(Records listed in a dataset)
+ + +
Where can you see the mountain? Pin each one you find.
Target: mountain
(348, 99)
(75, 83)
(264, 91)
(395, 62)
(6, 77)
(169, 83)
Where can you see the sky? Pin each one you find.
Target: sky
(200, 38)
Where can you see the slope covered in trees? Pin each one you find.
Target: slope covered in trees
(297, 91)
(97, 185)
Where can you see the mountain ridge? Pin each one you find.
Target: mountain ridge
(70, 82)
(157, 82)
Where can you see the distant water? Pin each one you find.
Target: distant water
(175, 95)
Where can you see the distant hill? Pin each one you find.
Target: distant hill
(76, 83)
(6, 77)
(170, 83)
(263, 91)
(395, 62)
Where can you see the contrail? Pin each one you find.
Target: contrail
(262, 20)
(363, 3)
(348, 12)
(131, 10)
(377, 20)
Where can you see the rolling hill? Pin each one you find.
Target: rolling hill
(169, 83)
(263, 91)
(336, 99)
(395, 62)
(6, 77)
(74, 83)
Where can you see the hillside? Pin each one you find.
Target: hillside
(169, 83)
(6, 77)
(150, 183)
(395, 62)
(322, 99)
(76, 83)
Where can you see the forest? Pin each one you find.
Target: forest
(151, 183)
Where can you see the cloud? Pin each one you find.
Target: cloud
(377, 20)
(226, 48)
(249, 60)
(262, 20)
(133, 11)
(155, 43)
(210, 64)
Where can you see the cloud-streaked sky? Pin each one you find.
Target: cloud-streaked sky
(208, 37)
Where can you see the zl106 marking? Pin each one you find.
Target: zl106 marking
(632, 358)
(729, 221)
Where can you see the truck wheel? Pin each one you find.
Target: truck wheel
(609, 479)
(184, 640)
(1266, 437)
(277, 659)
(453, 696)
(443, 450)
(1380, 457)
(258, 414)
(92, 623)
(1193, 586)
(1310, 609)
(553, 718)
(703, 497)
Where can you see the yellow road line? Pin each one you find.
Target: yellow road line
+ + +
• _What the exercise asks_: Copy out every one of the records above word for word.

• _Answer to the problem_:
Where can you see the mountain? Pin each one you find.
Target: mountain
(348, 99)
(75, 83)
(264, 91)
(395, 62)
(6, 77)
(169, 83)
Where can you see the sky? Pin each one you find.
Target: sky
(200, 38)
Where can you see the slope covered in trees? Pin each one you find.
Target: slope covered in trees
(297, 91)
(97, 185)
Where can you see the mountain ridge? Pin each one you find.
Target: mountain ridge
(70, 82)
(157, 82)
Where can you see the distant water? Pin each one you find.
Target: distant water
(175, 95)
Where can you see the distant hill? Pin each one you find.
Target: distant hill
(76, 83)
(6, 77)
(170, 83)
(263, 91)
(395, 62)
Where can you see the contrail? Pin each one you find.
Target: contrail
(262, 20)
(363, 3)
(348, 12)
(131, 10)
(377, 20)
Where can you see the rolling hill? Pin each one you find.
Target: rolling hill
(169, 83)
(263, 91)
(336, 99)
(395, 62)
(6, 77)
(74, 83)
Where can you see the hillside? Pin each one you find.
Target: hillside
(169, 83)
(6, 77)
(150, 183)
(395, 62)
(322, 99)
(76, 83)
Where can you see the forest? Pin each one you find.
Target: forest
(151, 183)
Where can you see the cloud? Pin each one you find.
Target: cloud
(377, 20)
(226, 48)
(249, 60)
(262, 20)
(133, 11)
(155, 43)
(210, 64)
Where can you see the cloud-streaked sky? Pin each one you find.
Target: cloud-streaked sky
(208, 37)
Where can you see the zl106 marking? Pin each one you find.
Target: zl106 marking
(632, 358)
(729, 221)
Where can you see the truck wheel? Pin each one you find.
Target: truck wheel
(609, 479)
(184, 640)
(1266, 437)
(277, 659)
(453, 696)
(443, 450)
(1380, 457)
(258, 414)
(92, 623)
(1193, 586)
(1310, 609)
(553, 718)
(703, 497)
Where can you see the yellow road line? Pin each one you find.
Target: yellow road line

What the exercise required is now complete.